---------- Passage ----------
This project generated data and developed a model for the kinetics of adsorption and desorption of 2,4-dinitrotoluene and nitroglycerin to and from the nitrocellulose matrix itself. Additionally, a model was developed for the partitioning of RDX, HMX, TNT, nitroglycerin, 2,4-dinitrotoluene, and nitroguanidine and mixtures of these munitions constituents to soils of varying physical and chemical characteristics. The team developed and used a chemical probe to determine the magnitude of clay mineral binding sites and ascertained the soil composition responsible for irreversible binding. The results were modeled using polyparameter partitioning models and models for irreversible bonding using soils spanning a variety of properties including soils typical of those found at operational ranges. Initial validation of the models developed in this project was provided by comparing model results to those determined in soil column studies.
Partitioning of a mixture of munitions constituents to soil was studied by analyzing the effect of kinetics and reversible/resistant behavior of the munitions constituents on the adsorption-desorption to soils of varying physical and chemical characteristics. The data was collected from batch experiments conducted near 1:1 (weight/volume) soil to solution ratios, reflecting field conditions better than the dilute soil suspensions used in most studies. Adsorption was followed by multiple desorptions simulating rainy events to quantify the resistance of munitions constituents to desorption.
Models were built by using the measured dissolved and particulate concentrations during the adsorption-desorption of munitions constituents, and the total organic carbon and other sorption phases present in the soils. Key soil properties were selected in order to use the minimal number of input parameters providing reasonable accuracy of predictions, but reflecting a wide range of soil characteristics to provide better application of the model in the field. Twenty-five soils from different places in America and Europe were used to isolate the effects of independent physical and chemical characteristics that affect sorption.
One of the models analyzed in this research was the reversible/resistant model. The innovation was to apply it to the partitioning of mixtures of munitions constituents in different soil types taking into account the effect of kinetics and the electrolyte matrix in the adsorption and desorption steps. Results indicate that the model is sufficiently simple and flexible that it can be used in the adsorption/desorption of the mixture of munitions constituents studied, because the fitting of the data was excellent even given the variation of time of equilibration and desorption and of the soil matrices.
In addition to the reversible/resistant model, a multilinear sorption model was developed to predict partitioning of munitions constituents to soils by incorporating different sorption sites in addition to organic matter to improve the predictions. Clay minerals sites, cation exchange capacity, and oxalate extractable iron were included in the partitioning model. The clay sites were used in the multilinear model in alternative forms: the particle size fraction, the cation exchange capacity, and charge sites content. To determine the charge sites, a method based on cesium sorption was refined and applied. This is the first time that this probe has been used for a wide range of soils with various characteristics to develop a model incorporating specific sorption sites for the sorption of mixtures of munitions constituents.
---------- Information supplied ----------
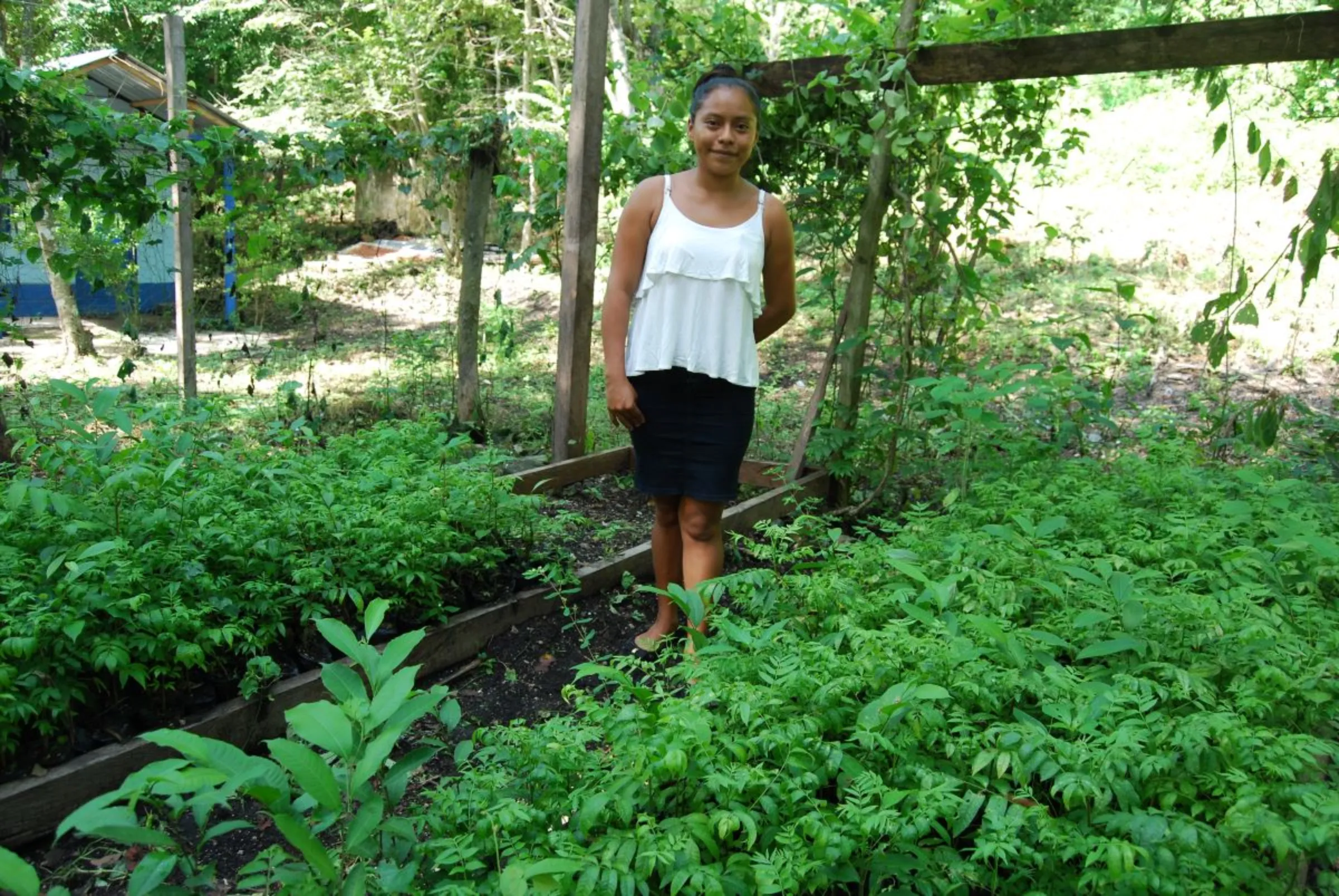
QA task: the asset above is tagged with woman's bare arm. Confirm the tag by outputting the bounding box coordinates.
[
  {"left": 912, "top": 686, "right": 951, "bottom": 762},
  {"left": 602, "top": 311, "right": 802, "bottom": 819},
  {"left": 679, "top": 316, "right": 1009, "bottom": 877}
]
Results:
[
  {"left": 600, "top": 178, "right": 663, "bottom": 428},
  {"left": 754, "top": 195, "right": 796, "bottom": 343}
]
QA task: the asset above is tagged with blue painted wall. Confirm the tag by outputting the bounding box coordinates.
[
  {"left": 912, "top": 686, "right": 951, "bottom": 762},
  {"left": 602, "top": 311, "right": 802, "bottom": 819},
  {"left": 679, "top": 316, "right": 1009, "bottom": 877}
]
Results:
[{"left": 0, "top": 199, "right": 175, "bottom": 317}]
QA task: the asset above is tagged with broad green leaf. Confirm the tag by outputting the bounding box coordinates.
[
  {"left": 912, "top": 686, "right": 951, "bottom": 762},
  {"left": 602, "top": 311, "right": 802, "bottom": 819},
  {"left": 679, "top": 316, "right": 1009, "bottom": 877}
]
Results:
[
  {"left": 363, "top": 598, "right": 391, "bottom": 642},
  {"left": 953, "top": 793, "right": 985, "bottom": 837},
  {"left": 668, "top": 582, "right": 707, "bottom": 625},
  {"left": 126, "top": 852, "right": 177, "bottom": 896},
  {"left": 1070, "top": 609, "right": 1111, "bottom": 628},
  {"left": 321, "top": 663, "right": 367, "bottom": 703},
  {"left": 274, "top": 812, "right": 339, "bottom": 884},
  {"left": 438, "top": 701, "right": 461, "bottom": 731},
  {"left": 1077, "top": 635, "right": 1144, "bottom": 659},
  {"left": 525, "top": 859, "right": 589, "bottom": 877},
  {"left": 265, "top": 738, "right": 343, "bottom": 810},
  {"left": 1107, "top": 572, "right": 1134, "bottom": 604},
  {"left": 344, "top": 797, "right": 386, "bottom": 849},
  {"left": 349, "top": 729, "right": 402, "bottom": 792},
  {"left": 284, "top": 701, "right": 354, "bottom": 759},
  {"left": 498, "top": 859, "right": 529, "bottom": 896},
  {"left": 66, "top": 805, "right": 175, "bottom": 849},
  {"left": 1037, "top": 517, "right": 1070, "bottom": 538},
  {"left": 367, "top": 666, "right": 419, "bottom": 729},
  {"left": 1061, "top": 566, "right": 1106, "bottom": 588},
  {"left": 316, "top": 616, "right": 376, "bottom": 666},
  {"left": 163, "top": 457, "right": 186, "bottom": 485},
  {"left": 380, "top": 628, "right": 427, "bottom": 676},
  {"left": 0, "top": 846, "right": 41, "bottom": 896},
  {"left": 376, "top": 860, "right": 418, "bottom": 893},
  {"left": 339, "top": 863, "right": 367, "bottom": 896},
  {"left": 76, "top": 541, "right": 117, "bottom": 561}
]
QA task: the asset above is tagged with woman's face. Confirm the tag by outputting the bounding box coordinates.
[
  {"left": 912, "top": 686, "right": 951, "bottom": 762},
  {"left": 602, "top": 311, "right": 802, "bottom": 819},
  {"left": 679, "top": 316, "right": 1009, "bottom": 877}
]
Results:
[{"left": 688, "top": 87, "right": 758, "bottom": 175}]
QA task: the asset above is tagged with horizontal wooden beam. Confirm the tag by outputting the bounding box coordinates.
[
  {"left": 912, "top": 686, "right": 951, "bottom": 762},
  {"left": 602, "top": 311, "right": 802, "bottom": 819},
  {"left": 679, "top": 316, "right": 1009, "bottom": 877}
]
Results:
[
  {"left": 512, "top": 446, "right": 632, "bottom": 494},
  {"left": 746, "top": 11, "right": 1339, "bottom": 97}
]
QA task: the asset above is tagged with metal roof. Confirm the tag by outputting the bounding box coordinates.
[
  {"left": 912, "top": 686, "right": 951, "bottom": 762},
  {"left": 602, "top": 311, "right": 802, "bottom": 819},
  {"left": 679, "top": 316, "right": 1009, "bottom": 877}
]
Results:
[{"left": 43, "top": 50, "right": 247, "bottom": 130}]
----------
---------- Information supplied ----------
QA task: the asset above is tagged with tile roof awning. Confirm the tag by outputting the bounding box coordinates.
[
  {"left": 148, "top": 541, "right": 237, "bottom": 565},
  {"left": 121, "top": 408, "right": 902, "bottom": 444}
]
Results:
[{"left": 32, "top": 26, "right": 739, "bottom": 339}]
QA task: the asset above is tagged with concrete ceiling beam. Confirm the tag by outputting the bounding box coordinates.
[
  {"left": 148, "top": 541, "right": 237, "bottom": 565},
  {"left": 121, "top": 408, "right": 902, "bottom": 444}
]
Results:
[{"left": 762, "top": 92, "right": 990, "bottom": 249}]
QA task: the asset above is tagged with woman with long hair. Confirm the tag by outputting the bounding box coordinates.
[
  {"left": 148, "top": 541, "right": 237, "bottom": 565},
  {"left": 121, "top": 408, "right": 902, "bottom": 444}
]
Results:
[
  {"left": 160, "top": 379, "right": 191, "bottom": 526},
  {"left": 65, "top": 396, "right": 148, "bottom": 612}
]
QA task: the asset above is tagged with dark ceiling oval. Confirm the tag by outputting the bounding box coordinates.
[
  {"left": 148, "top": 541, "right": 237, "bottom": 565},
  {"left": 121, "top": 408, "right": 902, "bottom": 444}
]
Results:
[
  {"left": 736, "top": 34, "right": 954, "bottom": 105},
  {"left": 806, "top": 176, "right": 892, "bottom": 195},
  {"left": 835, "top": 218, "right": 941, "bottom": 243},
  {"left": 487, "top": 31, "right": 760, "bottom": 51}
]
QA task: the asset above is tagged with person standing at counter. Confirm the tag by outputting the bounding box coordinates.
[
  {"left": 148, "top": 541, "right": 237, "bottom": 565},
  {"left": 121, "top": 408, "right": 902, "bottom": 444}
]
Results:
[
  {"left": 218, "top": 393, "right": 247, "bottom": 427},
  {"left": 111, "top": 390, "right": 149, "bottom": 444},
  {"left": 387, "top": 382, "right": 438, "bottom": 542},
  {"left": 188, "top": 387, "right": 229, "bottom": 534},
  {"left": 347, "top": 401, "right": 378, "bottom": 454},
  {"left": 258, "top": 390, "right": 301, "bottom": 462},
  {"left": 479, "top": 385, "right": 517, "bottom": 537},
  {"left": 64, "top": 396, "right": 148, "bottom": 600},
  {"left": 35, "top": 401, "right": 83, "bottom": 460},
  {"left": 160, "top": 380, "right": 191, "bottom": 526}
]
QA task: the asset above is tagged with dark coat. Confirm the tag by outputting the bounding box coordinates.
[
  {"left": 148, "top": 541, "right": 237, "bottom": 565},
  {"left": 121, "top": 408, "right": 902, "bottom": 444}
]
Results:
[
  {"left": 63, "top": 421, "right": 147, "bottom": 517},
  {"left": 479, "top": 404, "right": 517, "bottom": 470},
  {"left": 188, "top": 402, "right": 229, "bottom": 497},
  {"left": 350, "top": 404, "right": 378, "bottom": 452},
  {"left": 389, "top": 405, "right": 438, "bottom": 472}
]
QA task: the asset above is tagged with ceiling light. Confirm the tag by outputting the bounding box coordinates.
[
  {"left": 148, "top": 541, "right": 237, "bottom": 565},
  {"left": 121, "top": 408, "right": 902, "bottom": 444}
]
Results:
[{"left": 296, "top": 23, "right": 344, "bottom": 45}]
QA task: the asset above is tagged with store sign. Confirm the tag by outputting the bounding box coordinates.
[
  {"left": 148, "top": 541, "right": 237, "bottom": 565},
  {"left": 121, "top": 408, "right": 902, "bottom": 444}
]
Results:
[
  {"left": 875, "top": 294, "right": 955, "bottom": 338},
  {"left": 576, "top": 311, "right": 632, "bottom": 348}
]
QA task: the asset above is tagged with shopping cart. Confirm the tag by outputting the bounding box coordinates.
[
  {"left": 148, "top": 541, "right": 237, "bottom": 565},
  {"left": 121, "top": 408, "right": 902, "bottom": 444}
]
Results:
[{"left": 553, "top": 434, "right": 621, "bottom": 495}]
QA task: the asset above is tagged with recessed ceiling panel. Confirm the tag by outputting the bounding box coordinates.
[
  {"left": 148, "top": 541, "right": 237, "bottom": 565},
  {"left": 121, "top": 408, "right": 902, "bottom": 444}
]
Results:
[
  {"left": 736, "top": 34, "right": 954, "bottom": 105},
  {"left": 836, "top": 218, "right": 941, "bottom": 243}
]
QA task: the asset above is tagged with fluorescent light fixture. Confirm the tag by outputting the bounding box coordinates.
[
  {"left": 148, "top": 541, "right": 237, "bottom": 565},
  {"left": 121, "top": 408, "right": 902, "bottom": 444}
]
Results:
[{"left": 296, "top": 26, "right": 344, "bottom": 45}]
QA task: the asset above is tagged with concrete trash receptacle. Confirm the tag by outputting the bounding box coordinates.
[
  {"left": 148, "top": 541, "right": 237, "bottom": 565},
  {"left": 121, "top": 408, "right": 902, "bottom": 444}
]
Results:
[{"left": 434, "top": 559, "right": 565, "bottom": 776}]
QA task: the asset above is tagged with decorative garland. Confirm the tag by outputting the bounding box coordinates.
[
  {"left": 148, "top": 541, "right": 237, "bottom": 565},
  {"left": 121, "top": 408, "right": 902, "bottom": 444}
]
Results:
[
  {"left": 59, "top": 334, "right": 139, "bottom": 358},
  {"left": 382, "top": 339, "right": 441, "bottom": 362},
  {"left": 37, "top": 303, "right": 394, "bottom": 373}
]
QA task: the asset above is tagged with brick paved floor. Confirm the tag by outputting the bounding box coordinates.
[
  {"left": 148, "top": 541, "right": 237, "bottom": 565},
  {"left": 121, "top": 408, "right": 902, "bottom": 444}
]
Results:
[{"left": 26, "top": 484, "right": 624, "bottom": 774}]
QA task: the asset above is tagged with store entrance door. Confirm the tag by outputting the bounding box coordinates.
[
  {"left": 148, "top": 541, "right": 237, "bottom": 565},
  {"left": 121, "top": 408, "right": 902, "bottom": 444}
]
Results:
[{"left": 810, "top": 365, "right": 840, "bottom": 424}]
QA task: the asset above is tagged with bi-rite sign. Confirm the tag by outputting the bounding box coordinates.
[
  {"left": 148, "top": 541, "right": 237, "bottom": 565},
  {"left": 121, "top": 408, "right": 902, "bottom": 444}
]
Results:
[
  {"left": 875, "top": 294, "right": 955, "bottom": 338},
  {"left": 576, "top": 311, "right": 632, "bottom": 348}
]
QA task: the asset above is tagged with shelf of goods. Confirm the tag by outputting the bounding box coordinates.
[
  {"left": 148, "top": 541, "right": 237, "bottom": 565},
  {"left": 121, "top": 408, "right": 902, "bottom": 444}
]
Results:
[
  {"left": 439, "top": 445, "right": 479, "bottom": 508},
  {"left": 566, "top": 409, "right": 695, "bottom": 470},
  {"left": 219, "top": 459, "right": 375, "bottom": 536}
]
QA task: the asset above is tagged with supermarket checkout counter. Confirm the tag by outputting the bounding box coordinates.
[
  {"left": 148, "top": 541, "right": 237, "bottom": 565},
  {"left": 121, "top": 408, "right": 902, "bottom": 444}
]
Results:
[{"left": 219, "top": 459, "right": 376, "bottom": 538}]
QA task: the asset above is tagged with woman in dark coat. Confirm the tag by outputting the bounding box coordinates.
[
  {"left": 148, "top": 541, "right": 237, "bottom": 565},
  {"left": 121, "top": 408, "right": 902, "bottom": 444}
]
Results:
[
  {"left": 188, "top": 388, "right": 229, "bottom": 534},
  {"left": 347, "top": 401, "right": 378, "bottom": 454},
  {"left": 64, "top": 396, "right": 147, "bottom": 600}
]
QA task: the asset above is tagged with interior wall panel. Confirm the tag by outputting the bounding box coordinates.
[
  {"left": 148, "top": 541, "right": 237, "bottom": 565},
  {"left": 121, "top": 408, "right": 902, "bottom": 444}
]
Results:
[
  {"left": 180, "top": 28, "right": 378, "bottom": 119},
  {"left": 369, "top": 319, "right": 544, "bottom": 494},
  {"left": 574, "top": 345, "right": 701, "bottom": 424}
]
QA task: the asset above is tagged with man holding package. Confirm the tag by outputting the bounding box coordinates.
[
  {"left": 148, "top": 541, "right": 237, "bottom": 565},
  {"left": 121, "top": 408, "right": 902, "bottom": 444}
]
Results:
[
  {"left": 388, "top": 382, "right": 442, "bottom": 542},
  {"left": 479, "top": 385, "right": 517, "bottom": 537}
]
----------
---------- Information supplied ----------
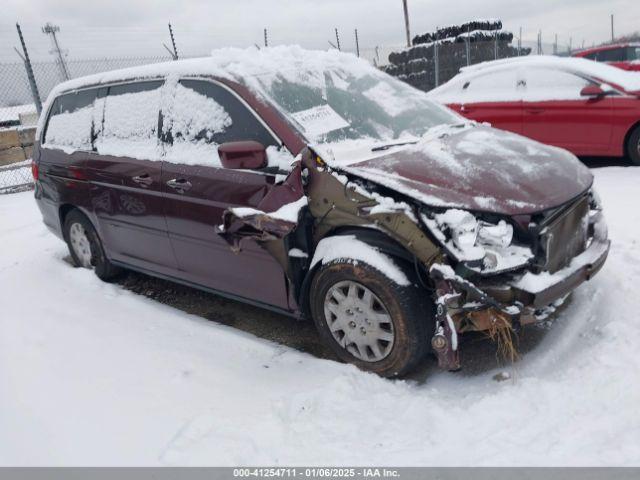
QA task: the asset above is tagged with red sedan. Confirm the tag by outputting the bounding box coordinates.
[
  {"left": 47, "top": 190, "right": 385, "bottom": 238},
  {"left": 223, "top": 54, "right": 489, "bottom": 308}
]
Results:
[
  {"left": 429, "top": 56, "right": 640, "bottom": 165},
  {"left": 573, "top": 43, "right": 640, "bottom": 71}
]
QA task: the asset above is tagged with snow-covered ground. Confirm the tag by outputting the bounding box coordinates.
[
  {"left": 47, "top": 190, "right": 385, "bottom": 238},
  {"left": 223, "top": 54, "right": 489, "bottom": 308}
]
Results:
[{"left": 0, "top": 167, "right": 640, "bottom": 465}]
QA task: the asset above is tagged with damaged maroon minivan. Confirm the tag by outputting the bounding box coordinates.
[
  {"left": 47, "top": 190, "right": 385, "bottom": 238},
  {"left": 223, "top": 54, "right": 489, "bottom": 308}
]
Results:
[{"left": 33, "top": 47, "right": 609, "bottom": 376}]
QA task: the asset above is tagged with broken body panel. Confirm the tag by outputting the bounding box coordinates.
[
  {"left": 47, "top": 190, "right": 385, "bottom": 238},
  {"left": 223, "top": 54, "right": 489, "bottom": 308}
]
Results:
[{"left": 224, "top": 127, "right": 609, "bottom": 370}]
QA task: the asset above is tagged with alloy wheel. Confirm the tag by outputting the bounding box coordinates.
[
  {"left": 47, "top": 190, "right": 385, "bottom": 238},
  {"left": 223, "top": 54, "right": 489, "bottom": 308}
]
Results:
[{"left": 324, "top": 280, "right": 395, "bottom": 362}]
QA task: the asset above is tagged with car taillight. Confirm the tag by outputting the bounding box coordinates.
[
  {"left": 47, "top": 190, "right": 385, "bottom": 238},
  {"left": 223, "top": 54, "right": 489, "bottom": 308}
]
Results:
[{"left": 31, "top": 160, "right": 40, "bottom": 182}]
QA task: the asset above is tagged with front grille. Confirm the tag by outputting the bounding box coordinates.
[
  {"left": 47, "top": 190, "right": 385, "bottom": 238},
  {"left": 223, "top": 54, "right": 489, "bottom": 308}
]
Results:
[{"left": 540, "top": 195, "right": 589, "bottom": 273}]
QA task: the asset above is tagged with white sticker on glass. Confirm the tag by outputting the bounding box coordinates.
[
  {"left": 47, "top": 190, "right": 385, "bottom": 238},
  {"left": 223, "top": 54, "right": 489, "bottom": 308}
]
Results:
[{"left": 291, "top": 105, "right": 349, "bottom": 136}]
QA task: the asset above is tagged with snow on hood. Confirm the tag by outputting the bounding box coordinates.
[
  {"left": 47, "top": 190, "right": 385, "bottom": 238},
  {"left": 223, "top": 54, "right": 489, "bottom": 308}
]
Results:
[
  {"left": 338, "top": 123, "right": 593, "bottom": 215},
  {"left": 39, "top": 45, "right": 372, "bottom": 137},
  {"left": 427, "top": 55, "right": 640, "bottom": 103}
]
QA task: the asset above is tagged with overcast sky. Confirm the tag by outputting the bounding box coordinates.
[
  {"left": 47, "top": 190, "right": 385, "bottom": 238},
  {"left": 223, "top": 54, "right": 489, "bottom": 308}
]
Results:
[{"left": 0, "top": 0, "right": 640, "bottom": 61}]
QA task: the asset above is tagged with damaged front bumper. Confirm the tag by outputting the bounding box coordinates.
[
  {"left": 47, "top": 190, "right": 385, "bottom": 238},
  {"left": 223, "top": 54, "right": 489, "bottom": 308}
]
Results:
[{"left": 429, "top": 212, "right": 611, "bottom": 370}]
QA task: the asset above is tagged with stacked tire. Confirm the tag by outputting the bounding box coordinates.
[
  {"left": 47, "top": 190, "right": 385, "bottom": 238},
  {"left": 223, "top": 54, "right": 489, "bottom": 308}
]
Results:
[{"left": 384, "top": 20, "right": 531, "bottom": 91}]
----------
### Short problem 1
Write out the part of the munitions-in-soil passage starting with "Partitioning of a" and going on through "constituents to desorption.", copied word for word.
### Short problem 2
In the munitions-in-soil passage, how many soils were used to isolate the effects of physical and chemical characteristics on sorption?

### Full solution 1
Partitioning of a mixture of munitions constituents to soil was studied by analyzing the effect of kinetics and reversible/resistant behavior of the munitions constituents on the adsorption-desorption to soils of varying physical and chemical characteristics. The data was collected from batch experiments conducted near 1:1 (weight/volume) soil to solution ratios, reflecting field conditions better than the dilute soil suspensions used in most studies. Adsorption was followed by multiple desorptions simulating rainy events to quantify the resistance of munitions constituents to desorption.

### Full solution 2
Twenty-five soils, from different places in America and Europe.